--- EXTRACT ---

Jadavpur is a neighbourhood of Southern Kolkata in Kolkata district in West Bengal, India. It is one of the important junctions in South Kolkata. Jadavpur University and a number of research institutes of national and international importance are located here.

==Etymology==
Jadavpur was named after Late Jadav Narayan Sarkar, zamindar of Sonarpur.

==History==
In 1862, "the Calcutta and South-Eastern Railway opened a line south-ward from what was then called Beliaghata Station to Port Canning." The line (now part of Sealdah South lines) passes through Jadavpur.

In 1876, Dr. Mahendra Lal Sarkar, established the Indian Association for the Cultivation of Science, an institution for fundamental research in basic sciences, at Jadavpur, as an entirely private effort. Sir C. V. Raman carried out ground-breaking work in the field of light scattering in this institute and it was first published by the institute in the Indian Journal of Physics. It earned him the 1930 Nobel Prize for Physics.

With donations from Raja Subodh Chandra Mullick, Brajendra Kishore Roychowdhury and others, the National Council of Education, set up the institutions at Jadavpur, in 1906, as a Swadeshi effort for the promotion of science and technology. The Bengal Technical Institute was "initially set up at Maniktala but soon moved to what was then the quiet suburban retreat of Jadavpur. Later, this became the College of Engineering and Technology, and finally in 1955, Jadavpur University. The progress of Jadavpur University from a technical institute to a diversified university with flourishing arts and science faculties, including several centres for advanced work in various areas, is perhaps the most significant and heartening development in Kolkata’s academic life since independence."

--- SOURCE DATA ---

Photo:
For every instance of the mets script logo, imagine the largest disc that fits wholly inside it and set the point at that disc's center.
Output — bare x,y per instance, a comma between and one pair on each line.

---

### ACTIVITIES:
A. For each statement below, say whether the text about Jadavpur agrees with it. Answer yes or no and quote the words from the text that decide it. (i) Jadavpur takes its name from a zamindar of Sonarpur. (ii) The Indian Association for the Cultivation of Science was founded with government funding. (iii) The Bengal Technical Institute was first set up at Jadavpur.
B. Translate this sentence from the text about Jadavpur into French: "Jadavpur was named after Late Jadav Narayan Sarkar, zamindar of Sonarpur."
C. Write out the passage of the text about Jadavpur from "Jadavpur is a" up to and including "are located here.".

### ANSWER LIST:
A.
(i) Yes: "Jadavpur was named after Late Jadav Narayan Sarkar, zamindar of Sonarpur."
(ii) No: "as an entirely private effort."
(iii) No: "initially set up at Maniktala but soon moved to what was then the quiet suburban retreat of Jadavpur"

B. Jadavpur doit son nom à feu Jadav Narayan Sarkar, zamindar de Sonarpur.

C.
Jadavpur is a neighbourhood of Southern Kolkata in Kolkata district in West Bengal, India. It is one of the important junctions in South Kolkata. Jadavpur University and a number of research institutes of national and international importance are located here.